[Begin Available data]

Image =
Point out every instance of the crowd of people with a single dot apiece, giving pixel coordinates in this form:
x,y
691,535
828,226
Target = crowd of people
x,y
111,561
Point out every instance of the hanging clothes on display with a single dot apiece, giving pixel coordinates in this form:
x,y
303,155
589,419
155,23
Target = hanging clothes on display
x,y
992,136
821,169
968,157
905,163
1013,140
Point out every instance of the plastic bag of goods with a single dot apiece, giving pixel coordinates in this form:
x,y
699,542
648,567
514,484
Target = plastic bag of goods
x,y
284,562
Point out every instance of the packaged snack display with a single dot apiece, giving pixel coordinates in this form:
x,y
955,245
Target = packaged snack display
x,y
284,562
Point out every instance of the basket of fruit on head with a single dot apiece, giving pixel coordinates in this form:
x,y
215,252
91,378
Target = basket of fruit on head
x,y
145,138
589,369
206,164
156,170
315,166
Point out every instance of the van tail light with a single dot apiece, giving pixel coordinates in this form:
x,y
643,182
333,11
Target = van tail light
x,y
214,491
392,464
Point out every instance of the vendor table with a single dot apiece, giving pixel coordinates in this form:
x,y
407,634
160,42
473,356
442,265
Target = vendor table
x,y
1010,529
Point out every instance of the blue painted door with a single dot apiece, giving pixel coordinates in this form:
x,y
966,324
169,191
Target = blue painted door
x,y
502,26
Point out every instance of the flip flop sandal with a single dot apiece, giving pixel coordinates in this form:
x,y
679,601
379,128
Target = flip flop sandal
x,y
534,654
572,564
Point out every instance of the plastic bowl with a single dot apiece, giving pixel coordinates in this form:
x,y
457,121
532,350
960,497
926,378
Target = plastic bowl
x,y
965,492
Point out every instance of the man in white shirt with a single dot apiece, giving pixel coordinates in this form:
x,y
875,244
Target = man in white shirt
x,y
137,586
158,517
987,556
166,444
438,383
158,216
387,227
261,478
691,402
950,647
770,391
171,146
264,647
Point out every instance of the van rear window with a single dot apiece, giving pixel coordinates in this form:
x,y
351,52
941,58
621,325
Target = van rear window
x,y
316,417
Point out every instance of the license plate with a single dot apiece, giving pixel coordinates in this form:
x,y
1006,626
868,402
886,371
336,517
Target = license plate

[End Available data]

# Exercise prompt
Convert every line of the records above into a numbered list, omitting any blank lines.

# Written response
1. Image =
2. Point out every instance of the crowd of people with a single dot apiece, giving pixel coordinates in this form:
3. x,y
4. 691,535
5. 828,226
6. Target = crowd of people
7. x,y
8. 111,561
9. Point out every instance of the hanging clothes on display with a single dot apiece, giving pixel coordinates in this form:
10. x,y
11. 303,155
12. 589,419
13. 155,23
14. Target = hanging clothes on display
15. x,y
16. 992,136
17. 821,169
18. 968,157
19. 905,163
20. 1013,140
21. Point out every instance of the plastic bag of goods with a single dot apiece, giving pixel coordinates in this form:
22. x,y
23. 699,542
24. 648,567
25. 514,484
26. Target = plastic bag of goods
27. x,y
28. 284,562
29. Point out every instance of the packaged snack display with a single dot apiece, giving pixel coordinates in this form:
30. x,y
31. 955,245
32. Target = packaged snack display
33. x,y
34. 284,562
35. Point out every instance of the basket of fruit on head with a single dot apiece, giving pixel coordinates in this form:
36. x,y
37. 215,252
38. 91,378
39. Target = basket of fruit on head
40. x,y
41. 145,138
42. 589,369
43. 206,164
44. 156,170
45. 315,166
46. Point out every instance of the van tail light with a single dot apiece, giving pixel coordinates in this form:
47. x,y
48. 643,182
49. 333,11
50. Target = van tail light
51. x,y
52. 214,491
53. 392,464
54. Point out every instance of the vendor table with a single dot apiece, giving pixel coordinates in this form:
55. x,y
56. 407,634
57. 160,42
58. 473,356
59. 442,265
60. Target = vendor table
61. x,y
62. 1010,529
63. Point out every instance of the blue painted door with a single dot apiece, giving pixel coordinates in this form:
64. x,y
65. 966,324
66. 169,191
67. Target = blue painted door
68. x,y
69. 502,26
70. Point out every instance of the flip flop sandal with a single dot apiece, giving pixel coordinates in this form:
71. x,y
72. 679,601
73. 379,128
74. Target = flip flop sandal
75. x,y
76. 534,654
77. 572,564
78. Point out every instance of the plastic bowl with a single dot apiece, giving pixel coordinates in this form:
79. x,y
80. 457,121
81. 532,350
82. 960,497
83. 926,378
84. Target = plastic bowl
85. x,y
86. 965,492
87. Point out every instance of the man in white shirt with a single dot apiece, giving pixel coordinates in this form:
88. x,y
89. 875,244
90. Target = man in white shirt
91. x,y
92. 137,586
93. 158,517
94. 987,556
95. 166,444
96. 438,383
97. 158,216
98. 387,227
99. 261,478
100. 691,402
101. 950,647
102. 770,391
103. 171,146
104. 264,647
105. Point out every instance of the van rear window with a single dot apiece, giving pixel coordinates in this form:
106. x,y
107. 351,52
108. 941,58
109. 621,325
110. Target = van rear window
111. x,y
112. 316,417
113. Point out every instance of the license plate with a single dot apiece, giving pixel coordinates in this form:
114. x,y
115. 1006,626
116. 868,402
117. 886,371
118. 336,517
119. Target = license plate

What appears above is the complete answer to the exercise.